▶ [EXERCISE GOAL]
Lay out as a JSON list of strings everything in the listing below, from its first line down to the line containing "Draw the outline of every instance of the ceiling.", both included. Give one string per line, skip blank lines, and leave out all other lines.

▶ [RECORDS FOR THIS EXERCISE]
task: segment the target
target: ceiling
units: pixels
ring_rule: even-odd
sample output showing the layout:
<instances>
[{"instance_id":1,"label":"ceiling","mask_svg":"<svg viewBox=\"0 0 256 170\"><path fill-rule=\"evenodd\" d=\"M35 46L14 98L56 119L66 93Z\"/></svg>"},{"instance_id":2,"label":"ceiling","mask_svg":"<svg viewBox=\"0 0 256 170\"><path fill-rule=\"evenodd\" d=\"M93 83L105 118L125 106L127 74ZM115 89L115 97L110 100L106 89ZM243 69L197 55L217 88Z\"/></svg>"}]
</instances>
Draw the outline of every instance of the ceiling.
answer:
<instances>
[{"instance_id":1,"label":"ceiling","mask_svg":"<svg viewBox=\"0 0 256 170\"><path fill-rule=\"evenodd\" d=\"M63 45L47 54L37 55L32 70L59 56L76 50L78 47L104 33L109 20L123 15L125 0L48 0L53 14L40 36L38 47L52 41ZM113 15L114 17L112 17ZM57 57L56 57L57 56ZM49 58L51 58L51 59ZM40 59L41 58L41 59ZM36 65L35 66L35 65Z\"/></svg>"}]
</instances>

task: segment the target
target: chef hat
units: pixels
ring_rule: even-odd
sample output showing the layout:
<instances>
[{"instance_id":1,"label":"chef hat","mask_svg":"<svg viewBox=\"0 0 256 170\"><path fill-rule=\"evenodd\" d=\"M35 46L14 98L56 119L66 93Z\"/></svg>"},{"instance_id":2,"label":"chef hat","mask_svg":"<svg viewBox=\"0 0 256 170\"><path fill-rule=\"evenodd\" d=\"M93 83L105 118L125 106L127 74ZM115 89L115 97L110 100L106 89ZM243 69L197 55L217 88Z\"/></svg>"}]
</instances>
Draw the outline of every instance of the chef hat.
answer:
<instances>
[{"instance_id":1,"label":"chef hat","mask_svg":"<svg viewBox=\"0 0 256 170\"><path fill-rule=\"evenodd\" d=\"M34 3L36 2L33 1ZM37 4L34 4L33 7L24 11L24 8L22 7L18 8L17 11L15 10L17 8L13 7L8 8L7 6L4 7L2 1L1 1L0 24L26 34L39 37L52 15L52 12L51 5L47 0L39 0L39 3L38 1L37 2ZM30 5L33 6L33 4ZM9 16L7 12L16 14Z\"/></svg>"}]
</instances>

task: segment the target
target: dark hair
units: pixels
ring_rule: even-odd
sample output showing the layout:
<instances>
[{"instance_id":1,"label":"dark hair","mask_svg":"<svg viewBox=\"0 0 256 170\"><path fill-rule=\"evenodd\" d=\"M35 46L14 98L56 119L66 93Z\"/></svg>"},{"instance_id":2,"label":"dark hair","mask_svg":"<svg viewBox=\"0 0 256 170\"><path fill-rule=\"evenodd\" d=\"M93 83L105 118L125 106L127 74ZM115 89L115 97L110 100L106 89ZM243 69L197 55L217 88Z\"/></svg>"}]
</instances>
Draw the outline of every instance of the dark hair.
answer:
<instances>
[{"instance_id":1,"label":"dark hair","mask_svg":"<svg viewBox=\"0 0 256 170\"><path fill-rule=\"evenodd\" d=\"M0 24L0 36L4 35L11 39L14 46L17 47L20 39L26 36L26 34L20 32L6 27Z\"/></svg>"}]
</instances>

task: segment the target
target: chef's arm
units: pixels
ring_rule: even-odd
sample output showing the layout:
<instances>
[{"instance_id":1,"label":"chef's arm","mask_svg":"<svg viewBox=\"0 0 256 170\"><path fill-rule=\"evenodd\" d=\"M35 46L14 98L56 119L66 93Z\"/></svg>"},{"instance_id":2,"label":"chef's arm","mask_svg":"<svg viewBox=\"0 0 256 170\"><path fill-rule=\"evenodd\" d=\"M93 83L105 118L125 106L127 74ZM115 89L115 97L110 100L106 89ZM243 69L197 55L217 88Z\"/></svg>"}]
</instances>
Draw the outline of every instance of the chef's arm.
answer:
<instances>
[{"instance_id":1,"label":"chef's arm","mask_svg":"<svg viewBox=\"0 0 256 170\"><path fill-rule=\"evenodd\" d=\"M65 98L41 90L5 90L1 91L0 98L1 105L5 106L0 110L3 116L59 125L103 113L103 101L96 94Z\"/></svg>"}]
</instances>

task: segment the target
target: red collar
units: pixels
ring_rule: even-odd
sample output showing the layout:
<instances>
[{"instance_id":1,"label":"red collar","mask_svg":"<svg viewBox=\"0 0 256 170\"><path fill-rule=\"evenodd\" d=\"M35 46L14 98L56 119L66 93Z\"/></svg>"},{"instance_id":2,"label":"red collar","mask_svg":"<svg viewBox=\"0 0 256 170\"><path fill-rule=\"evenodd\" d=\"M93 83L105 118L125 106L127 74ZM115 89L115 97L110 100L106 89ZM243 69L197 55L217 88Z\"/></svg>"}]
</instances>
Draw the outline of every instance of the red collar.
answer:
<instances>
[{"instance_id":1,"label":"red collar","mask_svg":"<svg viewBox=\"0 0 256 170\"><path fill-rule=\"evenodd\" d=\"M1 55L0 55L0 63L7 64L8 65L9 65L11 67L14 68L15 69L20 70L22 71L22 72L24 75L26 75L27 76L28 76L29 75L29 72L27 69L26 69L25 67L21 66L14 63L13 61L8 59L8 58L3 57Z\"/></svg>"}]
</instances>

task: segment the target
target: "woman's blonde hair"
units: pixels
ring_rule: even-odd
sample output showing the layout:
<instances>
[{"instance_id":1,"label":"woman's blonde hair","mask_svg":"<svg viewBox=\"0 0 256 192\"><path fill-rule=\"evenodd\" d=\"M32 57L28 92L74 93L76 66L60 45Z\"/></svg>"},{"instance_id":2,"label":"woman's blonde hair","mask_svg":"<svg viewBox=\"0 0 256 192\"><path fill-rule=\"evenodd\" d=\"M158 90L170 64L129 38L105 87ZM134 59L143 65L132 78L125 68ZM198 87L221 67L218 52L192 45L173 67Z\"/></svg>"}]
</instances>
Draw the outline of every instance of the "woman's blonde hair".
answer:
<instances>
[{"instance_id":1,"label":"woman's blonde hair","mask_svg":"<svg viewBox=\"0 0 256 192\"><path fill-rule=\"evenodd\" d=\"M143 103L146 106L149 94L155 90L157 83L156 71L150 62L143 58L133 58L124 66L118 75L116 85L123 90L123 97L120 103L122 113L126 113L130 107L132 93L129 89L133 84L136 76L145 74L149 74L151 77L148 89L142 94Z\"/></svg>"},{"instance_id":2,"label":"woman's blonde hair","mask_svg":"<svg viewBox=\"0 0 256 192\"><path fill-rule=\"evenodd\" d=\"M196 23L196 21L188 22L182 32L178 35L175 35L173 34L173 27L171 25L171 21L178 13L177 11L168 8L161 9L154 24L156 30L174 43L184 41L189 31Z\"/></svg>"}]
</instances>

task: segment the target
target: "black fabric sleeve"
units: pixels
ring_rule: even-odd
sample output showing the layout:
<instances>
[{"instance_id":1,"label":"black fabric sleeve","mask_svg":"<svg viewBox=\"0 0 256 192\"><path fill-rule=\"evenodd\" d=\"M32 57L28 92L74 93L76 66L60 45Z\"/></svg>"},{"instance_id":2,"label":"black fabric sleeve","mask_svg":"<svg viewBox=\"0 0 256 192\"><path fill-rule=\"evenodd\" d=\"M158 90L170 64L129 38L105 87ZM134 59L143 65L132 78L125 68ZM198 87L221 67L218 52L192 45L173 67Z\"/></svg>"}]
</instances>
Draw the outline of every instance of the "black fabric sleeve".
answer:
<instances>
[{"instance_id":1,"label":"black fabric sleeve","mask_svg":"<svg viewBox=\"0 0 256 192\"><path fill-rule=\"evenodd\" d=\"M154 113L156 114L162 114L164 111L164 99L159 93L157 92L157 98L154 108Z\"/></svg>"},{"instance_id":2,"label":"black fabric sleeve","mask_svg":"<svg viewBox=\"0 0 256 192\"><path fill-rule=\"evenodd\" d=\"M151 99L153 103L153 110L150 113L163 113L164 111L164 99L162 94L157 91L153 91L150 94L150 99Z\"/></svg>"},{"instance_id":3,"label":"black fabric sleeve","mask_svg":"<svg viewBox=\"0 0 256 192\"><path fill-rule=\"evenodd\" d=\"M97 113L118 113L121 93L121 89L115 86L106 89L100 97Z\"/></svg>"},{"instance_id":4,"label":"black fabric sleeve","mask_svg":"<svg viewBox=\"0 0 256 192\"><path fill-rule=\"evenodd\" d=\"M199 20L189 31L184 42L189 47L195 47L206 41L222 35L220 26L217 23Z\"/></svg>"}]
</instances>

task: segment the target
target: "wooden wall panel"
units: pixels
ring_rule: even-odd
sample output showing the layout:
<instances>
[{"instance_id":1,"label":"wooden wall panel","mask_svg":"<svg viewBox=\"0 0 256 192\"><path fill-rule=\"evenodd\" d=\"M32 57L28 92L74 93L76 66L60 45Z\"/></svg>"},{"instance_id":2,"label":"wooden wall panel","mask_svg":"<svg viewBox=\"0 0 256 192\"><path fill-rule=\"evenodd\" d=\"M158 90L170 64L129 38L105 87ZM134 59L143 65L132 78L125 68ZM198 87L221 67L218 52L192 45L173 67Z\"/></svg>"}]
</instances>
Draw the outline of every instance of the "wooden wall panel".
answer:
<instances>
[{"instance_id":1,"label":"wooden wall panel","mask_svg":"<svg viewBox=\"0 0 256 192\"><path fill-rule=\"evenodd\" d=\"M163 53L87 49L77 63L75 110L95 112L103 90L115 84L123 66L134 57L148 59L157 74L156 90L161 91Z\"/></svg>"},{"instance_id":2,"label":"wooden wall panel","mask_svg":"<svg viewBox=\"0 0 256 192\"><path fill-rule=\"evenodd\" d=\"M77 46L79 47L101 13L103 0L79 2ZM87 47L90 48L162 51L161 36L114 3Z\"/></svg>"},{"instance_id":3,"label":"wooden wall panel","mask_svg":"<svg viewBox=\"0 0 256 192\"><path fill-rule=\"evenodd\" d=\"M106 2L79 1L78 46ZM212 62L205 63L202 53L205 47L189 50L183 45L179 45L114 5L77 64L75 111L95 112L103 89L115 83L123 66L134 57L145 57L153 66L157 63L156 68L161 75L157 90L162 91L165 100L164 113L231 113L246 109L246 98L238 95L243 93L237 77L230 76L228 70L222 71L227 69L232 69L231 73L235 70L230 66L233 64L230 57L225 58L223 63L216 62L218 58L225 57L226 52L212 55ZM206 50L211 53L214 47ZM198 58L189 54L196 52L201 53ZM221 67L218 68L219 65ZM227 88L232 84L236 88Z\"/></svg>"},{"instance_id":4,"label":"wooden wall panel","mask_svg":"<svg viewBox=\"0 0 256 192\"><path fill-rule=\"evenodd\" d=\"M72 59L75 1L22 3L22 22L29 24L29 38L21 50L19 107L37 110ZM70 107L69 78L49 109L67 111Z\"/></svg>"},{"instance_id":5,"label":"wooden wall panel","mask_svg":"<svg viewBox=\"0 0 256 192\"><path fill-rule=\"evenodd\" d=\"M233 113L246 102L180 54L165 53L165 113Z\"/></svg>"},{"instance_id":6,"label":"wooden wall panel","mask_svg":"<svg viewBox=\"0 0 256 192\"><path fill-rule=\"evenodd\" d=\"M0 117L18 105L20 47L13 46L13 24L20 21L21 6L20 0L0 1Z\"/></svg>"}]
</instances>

▶ [CORRECT RESPONSE]
[
  "task: segment the target",
  "target: ceiling",
  "units: pixels",
  "ring_rule: even-odd",
  "sample output showing the layout:",
  "<instances>",
  "[{\"instance_id\":1,\"label\":\"ceiling\",\"mask_svg\":\"<svg viewBox=\\\"0 0 256 170\\\"><path fill-rule=\\\"evenodd\\\" d=\\\"M35 46L14 98L56 119L66 93Z\\\"/></svg>\"},{\"instance_id\":2,\"label\":\"ceiling\",\"mask_svg\":\"<svg viewBox=\\\"0 0 256 170\\\"><path fill-rule=\\\"evenodd\\\" d=\\\"M93 83L105 118L125 106L127 74ZM115 89L115 97L110 100L106 89ZM243 69L197 55L217 88Z\\\"/></svg>\"}]",
  "</instances>",
  "Draw the outline of every instance of the ceiling."
]